- [Отрывок документа]
+ + +

Немалую роль в том, что западные силы уверились в окончательности раскола и отказе Тито от каких-либо надежд, «что Сталин спустится с облаков», сыграл Алеш Беблер, член югославской делегации в Генеральной Ассамблее ООН. 5 октября 1948 г. в Париже он встретился на официальном обеде с одним из главных представителей Foreign Office, государственным секретарем Гектором Макнилом. Дипломаты познакомились еще весной, во время длительного пребывания Беблера в Лондоне, и, несомненно, благодаря этому их диалог начался сразу и был откровенным. Макнил тщательно подготовился к встрече и изучил важнейшие донесения британского посла в Белграде, сэра Чарльза Пика. Так, он ознакомился с его выводами о поступательном развитии режима Тито и о том, что, поскольку он дистанцируется от Москвы, его следует поддержать, но сделать это очень осторожно
[1255]. Он приготовился улавливать в словах Беблера любой позитивный намек, но его политический реализм и откровенность были удивительны. Беблер не пытался скрыть озабоченность политическими проблемами своего правительства и той изоляцией, в которой югославская делегация оказалась в Париже, поскольку оба блока вели себя по отношению к ней очень холодно. Еще больше он был обеспокоен экономической ситуацией в Югославии: в данный момент государство не может рассчитывать ни на какую помощь извне, и поэтому у него действительно трудное положение. Выполнение пятилетнего плана может сорваться, и всё указывает на то, что у югославов не остается ничего, кроме их безграничной решимости. Любая помощь, которую могли бы предложить британцы, имела бы жизненно важное значение
[1256].

+ + +

- [Исходные данные]
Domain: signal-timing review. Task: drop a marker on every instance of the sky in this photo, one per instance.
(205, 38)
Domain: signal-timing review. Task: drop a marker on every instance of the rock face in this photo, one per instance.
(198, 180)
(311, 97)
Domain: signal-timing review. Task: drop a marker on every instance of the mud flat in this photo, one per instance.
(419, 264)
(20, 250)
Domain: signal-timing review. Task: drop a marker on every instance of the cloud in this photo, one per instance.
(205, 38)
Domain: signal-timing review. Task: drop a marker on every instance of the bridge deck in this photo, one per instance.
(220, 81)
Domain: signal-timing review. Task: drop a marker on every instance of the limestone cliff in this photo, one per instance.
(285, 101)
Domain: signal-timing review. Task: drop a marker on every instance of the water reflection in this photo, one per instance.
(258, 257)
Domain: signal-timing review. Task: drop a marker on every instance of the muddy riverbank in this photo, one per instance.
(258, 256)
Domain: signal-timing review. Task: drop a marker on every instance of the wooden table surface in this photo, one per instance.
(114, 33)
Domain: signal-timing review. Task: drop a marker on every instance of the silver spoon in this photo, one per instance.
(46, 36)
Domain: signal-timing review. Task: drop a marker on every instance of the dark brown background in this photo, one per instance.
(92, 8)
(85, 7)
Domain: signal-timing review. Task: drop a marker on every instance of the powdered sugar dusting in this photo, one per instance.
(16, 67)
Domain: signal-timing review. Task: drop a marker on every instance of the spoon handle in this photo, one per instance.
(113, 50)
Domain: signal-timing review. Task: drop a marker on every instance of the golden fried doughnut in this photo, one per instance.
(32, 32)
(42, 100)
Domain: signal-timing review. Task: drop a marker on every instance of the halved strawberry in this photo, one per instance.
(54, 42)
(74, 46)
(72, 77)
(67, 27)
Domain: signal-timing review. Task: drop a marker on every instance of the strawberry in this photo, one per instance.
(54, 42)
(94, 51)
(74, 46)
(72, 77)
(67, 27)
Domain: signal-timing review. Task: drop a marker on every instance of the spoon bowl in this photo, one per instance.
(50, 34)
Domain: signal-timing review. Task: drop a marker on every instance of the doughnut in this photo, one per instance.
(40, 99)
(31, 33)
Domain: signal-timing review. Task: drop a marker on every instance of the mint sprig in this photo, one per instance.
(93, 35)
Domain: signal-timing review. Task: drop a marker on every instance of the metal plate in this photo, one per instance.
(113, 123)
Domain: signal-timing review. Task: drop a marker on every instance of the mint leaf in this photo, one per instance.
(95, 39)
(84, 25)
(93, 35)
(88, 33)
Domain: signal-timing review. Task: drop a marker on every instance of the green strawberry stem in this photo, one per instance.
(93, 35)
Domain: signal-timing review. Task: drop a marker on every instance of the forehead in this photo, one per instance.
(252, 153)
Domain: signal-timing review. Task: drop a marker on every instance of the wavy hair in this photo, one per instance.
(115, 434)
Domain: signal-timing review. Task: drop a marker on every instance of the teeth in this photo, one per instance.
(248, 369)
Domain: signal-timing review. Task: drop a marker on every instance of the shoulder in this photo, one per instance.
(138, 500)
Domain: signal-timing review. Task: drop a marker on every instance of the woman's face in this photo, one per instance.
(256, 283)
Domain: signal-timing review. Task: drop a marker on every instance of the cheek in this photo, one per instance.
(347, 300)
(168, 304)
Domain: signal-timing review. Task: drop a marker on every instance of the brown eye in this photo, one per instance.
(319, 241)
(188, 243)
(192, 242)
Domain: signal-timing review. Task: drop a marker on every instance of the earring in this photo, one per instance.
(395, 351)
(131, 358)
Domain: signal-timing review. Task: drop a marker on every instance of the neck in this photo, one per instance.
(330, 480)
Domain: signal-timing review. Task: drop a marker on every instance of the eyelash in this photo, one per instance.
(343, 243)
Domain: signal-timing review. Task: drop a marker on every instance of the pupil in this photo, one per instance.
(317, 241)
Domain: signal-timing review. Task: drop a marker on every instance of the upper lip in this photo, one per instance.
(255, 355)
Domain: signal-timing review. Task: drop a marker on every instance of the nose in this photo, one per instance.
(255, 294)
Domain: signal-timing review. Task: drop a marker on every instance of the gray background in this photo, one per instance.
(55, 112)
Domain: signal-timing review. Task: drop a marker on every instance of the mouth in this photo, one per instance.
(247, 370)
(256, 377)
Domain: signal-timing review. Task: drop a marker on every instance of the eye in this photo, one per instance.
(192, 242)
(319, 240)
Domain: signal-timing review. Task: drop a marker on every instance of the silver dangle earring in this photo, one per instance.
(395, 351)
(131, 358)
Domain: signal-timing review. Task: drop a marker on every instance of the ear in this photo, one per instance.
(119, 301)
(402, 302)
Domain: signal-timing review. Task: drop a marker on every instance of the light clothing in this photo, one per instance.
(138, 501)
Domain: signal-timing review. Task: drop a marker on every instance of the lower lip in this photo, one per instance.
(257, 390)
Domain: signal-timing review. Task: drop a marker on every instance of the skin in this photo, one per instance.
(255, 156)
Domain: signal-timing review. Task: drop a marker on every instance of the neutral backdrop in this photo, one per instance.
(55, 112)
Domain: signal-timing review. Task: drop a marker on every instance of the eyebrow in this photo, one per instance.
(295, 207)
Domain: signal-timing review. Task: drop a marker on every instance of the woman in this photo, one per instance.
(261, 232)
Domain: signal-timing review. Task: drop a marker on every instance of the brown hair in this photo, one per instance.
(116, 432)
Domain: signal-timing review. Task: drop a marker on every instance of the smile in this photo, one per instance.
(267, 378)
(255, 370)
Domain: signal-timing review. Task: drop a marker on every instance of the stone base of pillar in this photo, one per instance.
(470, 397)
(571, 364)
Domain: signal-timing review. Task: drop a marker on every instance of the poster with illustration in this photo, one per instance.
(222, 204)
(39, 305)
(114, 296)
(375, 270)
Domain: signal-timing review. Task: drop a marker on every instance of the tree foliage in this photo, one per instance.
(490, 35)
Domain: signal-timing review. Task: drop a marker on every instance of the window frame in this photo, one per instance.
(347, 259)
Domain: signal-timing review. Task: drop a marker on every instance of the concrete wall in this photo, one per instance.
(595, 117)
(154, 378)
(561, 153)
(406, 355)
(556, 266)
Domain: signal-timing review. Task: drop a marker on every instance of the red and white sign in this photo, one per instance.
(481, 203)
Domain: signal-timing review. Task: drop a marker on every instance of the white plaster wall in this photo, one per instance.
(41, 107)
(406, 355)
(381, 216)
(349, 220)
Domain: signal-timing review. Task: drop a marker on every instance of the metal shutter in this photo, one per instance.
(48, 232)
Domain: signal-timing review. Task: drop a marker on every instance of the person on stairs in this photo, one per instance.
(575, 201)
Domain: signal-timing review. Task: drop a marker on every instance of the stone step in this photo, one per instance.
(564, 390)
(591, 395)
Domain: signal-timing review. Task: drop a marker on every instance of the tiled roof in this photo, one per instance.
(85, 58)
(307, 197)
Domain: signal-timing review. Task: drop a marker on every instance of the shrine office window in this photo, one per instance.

+ + +

- [Задания для выполнения]
- A) Когда и где, согласно отрывку, Беблер встретился с Гектором Макнилом?
- B) Перепишите дословно записи, начиная со строки, в которой есть "pillar in this photo, one per instance.", и заканчивая концом записей; обе границы входят в выборку.
Отрывок и записи между собой не связаны.

- [Ответы]
- A) 5 октября 1948 г. в Париже, на официальном обеде.

- B)
Domain: signal-timing review. Task: drop a marker on every instance of the stone base of pillar in this photo, one per instance.
(470, 397)
(571, 364)
Domain: signal-timing review. Task: drop a marker on every instance of the poster with illustration in this photo, one per instance.
(222, 204)
(39, 305)
(114, 296)
(375, 270)
Domain: signal-timing review. Task: drop a marker on every instance of the tree foliage in this photo, one per instance.
(490, 35)
Domain: signal-timing review. Task: drop a marker on every instance of the window frame in this photo, one per instance.
(347, 259)
Domain: signal-timing review. Task: drop a marker on every instance of the concrete wall in this photo, one per instance.
(595, 117)
(154, 378)
(561, 153)
(406, 355)
(556, 266)
Domain: signal-timing review. Task: drop a marker on every instance of the red and white sign in this photo, one per instance.
(481, 203)
Domain: signal-timing review. Task: drop a marker on every instance of the white plaster wall in this photo, one per instance.
(41, 107)
(406, 355)
(381, 216)
(349, 220)
Domain: signal-timing review. Task: drop a marker on every instance of the metal shutter in this photo, one per instance.
(48, 232)
Domain: signal-timing review. Task: drop a marker on every instance of the person on stairs in this photo, one per instance.
(575, 201)
Domain: signal-timing review. Task: drop a marker on every instance of the stone step in this photo, one per instance.
(564, 390)
(591, 395)
Domain: signal-timing review. Task: drop a marker on every instance of the tiled roof in this photo, one per instance.
(85, 58)
(307, 197)
Domain: signal-timing review. Task: drop a marker on every instance of the shrine office window in this photo, one per instance.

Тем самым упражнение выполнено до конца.